> _书面指令 A_
请从条目中挑选出所有含有字符串“player”的行,并逐行照抄下来。

> _阅读材料_

——记晚清诗人冯地造
■刘顺平 文/摄
冯地造,字勿翁,乐清凰岙人,民国缙云县长,著有《勿翁诗草》《劳草吟》。
地造凰山布衣,久试不获一衿。光复后,友人力荐之上官,得任缙云县长。平生好为诗,既得其先君简卿先生之传授,遂娴吟咏,而词句戛戛独造,绝与半耕轩不类。《其示文果上人》云:“文果不见我,我不见文果。无我无文果,天地无袒裸。”其奇句多类此。(选自高谊《薏园诗话》)
(一)
冯地造(1859-1922)字豹、一字勿翁、笛樵、隐南,晚年号勿翁老人、玉甑山人,乐清白石凰岙村人。其父冯薖是晚清乐清著名田园诗人,著有诗集《半耕轩吟草》。冯地造幼时承父教泽,好古能文,且博闻强记,性刚毅,慕陈胜吴广之为人,常于垅上与乡农作燕雀喻。传其七岁能背诵《千家诗》,十三岁就写有一诗:
山村即景
一花一柳一鱼池,一抹斜阳一鸟飞。

> _书面指令 B_
列出上面这篇关于冯地造的短文中用书名号标出的全部题名。

> _数据行_
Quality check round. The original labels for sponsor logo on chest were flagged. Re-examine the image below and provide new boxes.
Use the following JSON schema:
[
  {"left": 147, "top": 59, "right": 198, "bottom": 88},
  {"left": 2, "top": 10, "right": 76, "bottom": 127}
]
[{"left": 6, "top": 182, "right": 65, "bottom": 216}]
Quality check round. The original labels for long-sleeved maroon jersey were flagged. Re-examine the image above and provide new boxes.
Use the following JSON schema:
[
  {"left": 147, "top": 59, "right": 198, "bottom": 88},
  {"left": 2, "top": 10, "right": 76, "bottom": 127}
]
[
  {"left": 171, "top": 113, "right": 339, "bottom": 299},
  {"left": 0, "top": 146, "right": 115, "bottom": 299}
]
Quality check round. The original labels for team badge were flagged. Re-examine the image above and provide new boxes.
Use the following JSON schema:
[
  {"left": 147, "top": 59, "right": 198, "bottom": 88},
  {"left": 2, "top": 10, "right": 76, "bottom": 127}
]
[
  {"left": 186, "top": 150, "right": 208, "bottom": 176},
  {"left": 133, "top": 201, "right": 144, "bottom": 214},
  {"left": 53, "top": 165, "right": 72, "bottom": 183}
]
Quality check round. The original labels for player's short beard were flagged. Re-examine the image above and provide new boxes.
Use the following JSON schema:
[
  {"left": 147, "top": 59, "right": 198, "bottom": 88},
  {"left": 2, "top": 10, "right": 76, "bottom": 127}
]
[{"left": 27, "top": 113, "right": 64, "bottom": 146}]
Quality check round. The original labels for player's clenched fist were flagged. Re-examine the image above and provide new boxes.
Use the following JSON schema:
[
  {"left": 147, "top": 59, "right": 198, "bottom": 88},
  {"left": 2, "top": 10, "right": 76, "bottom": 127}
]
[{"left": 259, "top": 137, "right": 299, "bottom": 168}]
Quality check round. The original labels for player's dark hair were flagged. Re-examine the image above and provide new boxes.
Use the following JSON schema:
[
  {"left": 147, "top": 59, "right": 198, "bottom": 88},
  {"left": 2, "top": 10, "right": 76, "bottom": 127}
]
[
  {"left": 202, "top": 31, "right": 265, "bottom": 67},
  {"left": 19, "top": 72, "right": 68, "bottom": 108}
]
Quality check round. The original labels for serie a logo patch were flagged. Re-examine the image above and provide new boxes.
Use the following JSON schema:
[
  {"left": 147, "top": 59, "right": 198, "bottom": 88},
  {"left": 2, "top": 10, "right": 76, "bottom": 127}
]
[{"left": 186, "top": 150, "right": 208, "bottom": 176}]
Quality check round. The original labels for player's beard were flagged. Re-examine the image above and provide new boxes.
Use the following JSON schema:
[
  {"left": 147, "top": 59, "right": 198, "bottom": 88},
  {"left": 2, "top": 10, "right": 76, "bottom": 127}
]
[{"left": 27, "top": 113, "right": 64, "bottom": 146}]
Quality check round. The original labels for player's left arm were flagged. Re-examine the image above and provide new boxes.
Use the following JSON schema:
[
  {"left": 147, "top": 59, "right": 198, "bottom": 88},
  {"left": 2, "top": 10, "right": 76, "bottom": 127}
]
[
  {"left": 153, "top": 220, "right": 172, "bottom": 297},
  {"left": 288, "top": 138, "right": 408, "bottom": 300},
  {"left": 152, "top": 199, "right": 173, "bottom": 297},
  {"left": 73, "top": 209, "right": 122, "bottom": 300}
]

> _完整回答 A_
Quality check round. The original labels for player's short beard were flagged. Re-examine the image above and provide new boxes.
Quality check round. The original labels for player's clenched fist were flagged. Re-examine the image above and provide new boxes.
Quality check round. The original labels for player's dark hair were flagged. Re-examine the image above and provide new boxes.
Quality check round. The original labels for player's beard were flagged. Re-examine the image above and provide new boxes.
Quality check round. The original labels for player's left arm were flagged. Re-examine the image above and provide new boxes.

> _完整回答 B_
《勿翁诗草》、《劳草吟》、《其示文果上人》、《薏园诗话》、《半耕轩吟草》、《千家诗》